*Task details*
Extract every line in the material that contains the word "building".

*Rows*

╔══

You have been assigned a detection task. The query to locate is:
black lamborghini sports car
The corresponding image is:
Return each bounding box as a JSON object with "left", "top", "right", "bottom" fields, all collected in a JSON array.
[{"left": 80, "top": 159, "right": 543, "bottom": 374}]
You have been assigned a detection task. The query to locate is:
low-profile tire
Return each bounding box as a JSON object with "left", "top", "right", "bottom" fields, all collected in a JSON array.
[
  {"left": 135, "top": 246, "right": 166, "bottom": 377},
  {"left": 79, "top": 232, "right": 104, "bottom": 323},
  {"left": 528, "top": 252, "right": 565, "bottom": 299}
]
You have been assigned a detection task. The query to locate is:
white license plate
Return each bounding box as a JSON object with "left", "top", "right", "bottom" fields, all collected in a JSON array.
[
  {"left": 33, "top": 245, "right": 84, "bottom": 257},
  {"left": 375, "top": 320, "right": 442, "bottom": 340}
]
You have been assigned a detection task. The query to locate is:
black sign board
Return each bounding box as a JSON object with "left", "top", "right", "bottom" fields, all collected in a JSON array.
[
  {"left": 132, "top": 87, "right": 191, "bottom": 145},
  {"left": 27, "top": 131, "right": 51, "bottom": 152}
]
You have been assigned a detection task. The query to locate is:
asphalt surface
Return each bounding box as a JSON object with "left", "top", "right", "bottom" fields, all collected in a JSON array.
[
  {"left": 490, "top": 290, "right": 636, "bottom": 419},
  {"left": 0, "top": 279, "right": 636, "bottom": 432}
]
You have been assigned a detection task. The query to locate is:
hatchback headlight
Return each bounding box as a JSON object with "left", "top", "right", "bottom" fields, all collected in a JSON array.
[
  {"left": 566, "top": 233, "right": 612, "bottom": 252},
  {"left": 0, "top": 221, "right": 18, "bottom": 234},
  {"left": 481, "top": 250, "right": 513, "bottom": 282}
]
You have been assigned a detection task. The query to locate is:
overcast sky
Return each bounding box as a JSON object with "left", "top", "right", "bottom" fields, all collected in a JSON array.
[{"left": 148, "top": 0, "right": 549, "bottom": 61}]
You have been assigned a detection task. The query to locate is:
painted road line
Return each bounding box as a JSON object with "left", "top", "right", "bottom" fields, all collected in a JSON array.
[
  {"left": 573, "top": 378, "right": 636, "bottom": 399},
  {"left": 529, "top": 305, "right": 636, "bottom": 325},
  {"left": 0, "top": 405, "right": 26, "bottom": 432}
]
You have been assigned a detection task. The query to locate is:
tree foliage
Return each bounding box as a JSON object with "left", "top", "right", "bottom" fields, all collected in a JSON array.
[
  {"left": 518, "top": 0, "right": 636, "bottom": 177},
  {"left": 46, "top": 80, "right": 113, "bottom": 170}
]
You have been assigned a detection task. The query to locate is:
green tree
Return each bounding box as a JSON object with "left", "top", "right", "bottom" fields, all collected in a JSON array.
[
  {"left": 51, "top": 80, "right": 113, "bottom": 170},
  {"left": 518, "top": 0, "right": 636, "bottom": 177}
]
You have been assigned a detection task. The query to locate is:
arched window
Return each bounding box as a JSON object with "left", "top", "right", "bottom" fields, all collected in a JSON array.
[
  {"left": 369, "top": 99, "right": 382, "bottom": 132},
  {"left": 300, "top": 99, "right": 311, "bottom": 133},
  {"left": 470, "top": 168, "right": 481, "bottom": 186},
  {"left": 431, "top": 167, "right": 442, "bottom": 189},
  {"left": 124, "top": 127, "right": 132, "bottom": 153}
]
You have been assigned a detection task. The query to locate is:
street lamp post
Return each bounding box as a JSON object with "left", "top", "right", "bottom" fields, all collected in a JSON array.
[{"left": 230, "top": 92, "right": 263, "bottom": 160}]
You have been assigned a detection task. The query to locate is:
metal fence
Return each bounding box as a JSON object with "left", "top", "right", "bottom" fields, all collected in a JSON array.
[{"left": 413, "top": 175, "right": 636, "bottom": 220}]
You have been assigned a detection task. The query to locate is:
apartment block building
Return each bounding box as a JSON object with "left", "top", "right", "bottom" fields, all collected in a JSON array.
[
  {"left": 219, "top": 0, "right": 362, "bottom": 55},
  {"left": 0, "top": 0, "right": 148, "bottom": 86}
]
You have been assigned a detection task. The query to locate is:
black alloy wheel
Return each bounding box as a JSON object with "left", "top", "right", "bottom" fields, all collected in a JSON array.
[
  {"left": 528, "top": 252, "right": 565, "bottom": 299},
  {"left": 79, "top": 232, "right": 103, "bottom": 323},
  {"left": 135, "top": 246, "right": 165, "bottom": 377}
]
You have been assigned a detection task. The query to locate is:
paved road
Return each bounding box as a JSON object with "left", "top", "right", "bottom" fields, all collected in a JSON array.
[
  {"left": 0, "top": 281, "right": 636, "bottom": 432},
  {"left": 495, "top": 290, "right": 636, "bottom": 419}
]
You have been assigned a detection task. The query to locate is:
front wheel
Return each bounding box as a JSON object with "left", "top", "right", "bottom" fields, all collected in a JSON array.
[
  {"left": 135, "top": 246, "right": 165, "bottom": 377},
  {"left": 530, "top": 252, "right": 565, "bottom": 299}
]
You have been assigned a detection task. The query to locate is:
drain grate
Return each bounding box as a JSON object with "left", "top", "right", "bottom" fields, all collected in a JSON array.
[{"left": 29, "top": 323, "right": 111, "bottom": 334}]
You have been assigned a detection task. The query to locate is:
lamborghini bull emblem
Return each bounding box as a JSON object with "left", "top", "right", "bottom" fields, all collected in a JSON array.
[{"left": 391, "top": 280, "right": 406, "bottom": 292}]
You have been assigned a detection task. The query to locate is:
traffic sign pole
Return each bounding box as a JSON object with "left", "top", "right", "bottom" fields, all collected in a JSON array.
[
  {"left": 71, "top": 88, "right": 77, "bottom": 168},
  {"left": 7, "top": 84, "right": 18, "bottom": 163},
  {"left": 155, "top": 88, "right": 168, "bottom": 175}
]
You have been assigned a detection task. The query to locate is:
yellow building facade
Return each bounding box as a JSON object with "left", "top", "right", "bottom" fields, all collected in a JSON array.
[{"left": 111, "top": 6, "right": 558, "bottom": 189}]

╚══

*Response to this exercise*
apartment block building
yellow building facade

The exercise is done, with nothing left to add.